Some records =
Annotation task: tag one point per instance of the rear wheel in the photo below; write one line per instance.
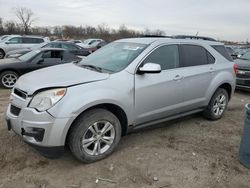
(8, 79)
(94, 135)
(217, 105)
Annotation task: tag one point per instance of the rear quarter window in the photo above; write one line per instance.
(194, 55)
(223, 51)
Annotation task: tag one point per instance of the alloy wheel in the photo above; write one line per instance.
(98, 138)
(219, 104)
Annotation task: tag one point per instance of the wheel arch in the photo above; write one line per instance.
(113, 108)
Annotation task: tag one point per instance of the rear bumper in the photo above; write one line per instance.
(243, 84)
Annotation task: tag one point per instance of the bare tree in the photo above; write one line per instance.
(26, 17)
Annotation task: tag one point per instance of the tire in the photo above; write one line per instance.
(8, 79)
(217, 105)
(87, 138)
(2, 54)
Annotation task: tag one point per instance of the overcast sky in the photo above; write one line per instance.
(221, 19)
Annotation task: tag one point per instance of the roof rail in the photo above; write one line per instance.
(155, 36)
(192, 37)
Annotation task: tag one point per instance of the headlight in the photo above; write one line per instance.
(46, 99)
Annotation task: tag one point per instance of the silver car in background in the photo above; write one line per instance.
(15, 42)
(126, 85)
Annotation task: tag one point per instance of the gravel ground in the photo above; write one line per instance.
(188, 152)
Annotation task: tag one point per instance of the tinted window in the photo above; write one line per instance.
(52, 45)
(166, 56)
(222, 50)
(115, 56)
(69, 47)
(192, 55)
(210, 58)
(15, 40)
(246, 55)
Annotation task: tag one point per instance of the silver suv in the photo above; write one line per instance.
(127, 85)
(14, 42)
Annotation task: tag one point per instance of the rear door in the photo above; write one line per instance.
(28, 42)
(45, 59)
(13, 44)
(197, 70)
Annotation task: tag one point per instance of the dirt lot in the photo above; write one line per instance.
(189, 152)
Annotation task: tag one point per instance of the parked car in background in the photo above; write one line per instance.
(231, 52)
(14, 42)
(12, 68)
(127, 85)
(243, 74)
(71, 47)
(88, 43)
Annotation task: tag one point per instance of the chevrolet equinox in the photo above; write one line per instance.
(124, 86)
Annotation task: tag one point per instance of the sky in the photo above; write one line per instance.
(221, 19)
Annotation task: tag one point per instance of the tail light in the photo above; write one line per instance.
(235, 68)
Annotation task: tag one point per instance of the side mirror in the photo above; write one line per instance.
(149, 68)
(40, 61)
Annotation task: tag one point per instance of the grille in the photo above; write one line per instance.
(243, 82)
(20, 93)
(15, 110)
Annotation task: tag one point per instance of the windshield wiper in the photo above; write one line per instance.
(98, 69)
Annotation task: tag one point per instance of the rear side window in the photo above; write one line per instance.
(166, 56)
(223, 51)
(15, 40)
(193, 55)
(69, 47)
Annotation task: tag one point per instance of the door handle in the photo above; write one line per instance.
(178, 77)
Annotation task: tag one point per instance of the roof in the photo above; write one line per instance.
(149, 40)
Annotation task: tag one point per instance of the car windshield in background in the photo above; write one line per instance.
(115, 56)
(29, 55)
(246, 56)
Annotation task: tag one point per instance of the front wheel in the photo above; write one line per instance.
(94, 135)
(217, 105)
(8, 79)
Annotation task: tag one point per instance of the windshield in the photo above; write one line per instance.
(87, 41)
(115, 56)
(246, 55)
(29, 55)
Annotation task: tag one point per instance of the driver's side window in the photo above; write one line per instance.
(15, 40)
(167, 56)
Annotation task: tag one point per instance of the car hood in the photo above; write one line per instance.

Work instructions = Change "photo" to "image" throughout all the entries above and write them out again with nothing else altered. Leave the pictures out.

Answer for this exercise =
Annotation task: tag one point per instance of the rear wheel in the image below; write one line per instance.
(8, 79)
(94, 135)
(217, 105)
Annotation task: tag one point per instance of the rear quarter window in the image above; write one line per instance.
(194, 55)
(223, 51)
Annotation task: tag one point per instance of the alloy wheel in the image above; write one line per instance.
(98, 138)
(219, 104)
Annotation task: tag one point per instance of the wheel arch in the image above; write one line per instance.
(113, 108)
Annotation task: tag one point per instance of the rear bumper in the image above; write one line per instance.
(243, 84)
Annotation task: tag one point per instance of the bare tree in the image above; write one line per instance.
(26, 17)
Annotation task: tag one point per instance of the tire in the image above; write one line per instance.
(8, 79)
(217, 105)
(87, 138)
(2, 54)
Annotation task: tag one point per instance of the overcast sky in the image above; write one line per instance.
(221, 19)
Annotation task: tag one point per instance of the roof rail in the image above; write one line per instance.
(155, 36)
(192, 37)
Annotation task: tag one point per instance of the headlight in the image above; write one line per instance.
(46, 99)
Annotation task: tag one point per instance of the silver car in background in the image above; write one line per instance.
(15, 42)
(126, 85)
Annotation task: tag one point per instance of the gravel ground in the image above; write one line per instance.
(188, 152)
Annotation task: tag one point per instance of the tinted window in the image above; write one line per instance.
(52, 45)
(166, 56)
(222, 50)
(115, 56)
(69, 47)
(192, 55)
(210, 58)
(15, 40)
(246, 55)
Annotation task: tag one point per instance of the silver suv in the image above; write one line per instance.
(127, 85)
(14, 42)
Annotation task: tag one point per instance of the rear door in the image above; write one line per instance.
(28, 42)
(45, 59)
(13, 44)
(197, 70)
Annotation task: tag one point per instance of the dirt lot in the image above; write one line per instance.
(189, 152)
Annotation task: tag one point per instance of the parked car in background in the image above; write one line per instance.
(231, 52)
(14, 42)
(12, 68)
(127, 85)
(243, 74)
(71, 47)
(88, 43)
Annotation task: tag one point per instance of the chevrolet equinox in the image above; write one line per instance.
(124, 86)
Annotation task: tag one point per instance of the sky in the image above; write one line per instance.
(221, 19)
Annotation task: tag one point per instance of the tail light in the image above; write one line per instance.
(235, 68)
Annotation task: tag one point per instance of the side mirror in the image above; write one line per instance.
(149, 68)
(40, 61)
Annotation task: tag one point per instance of the grille in the image above; write one line per instance.
(243, 82)
(20, 93)
(15, 110)
Annotation task: tag one point per instance of the windshield wiper in the image above; write one line per instance.
(98, 69)
Annotation task: tag one point per instance of the rear side window in the image above; write one line per instance.
(166, 56)
(223, 51)
(15, 40)
(193, 55)
(69, 47)
Annotation task: tag one point per instance of the door handle in the image above; write one line per instance.
(178, 77)
Annotation task: tag one point per instance of the roof in the image above; write one line per instance.
(149, 40)
Annotation task: tag one point per instance of the car windshield in background in the image above; write one line per instance.
(115, 56)
(29, 55)
(246, 56)
Annotation task: tag one point per instance of the front wheel in the image above; write one line per instance.
(94, 135)
(217, 105)
(8, 79)
Annotation task: tag one point per instance of the windshield in the image above; write one line per instance.
(87, 41)
(115, 56)
(246, 55)
(29, 55)
Annotation task: tag one point per instance of the driver's side window in the image above; write one line per instance.
(15, 40)
(167, 56)
Annotation task: tag one point per instance of the car hood in the image above; write one line per instance.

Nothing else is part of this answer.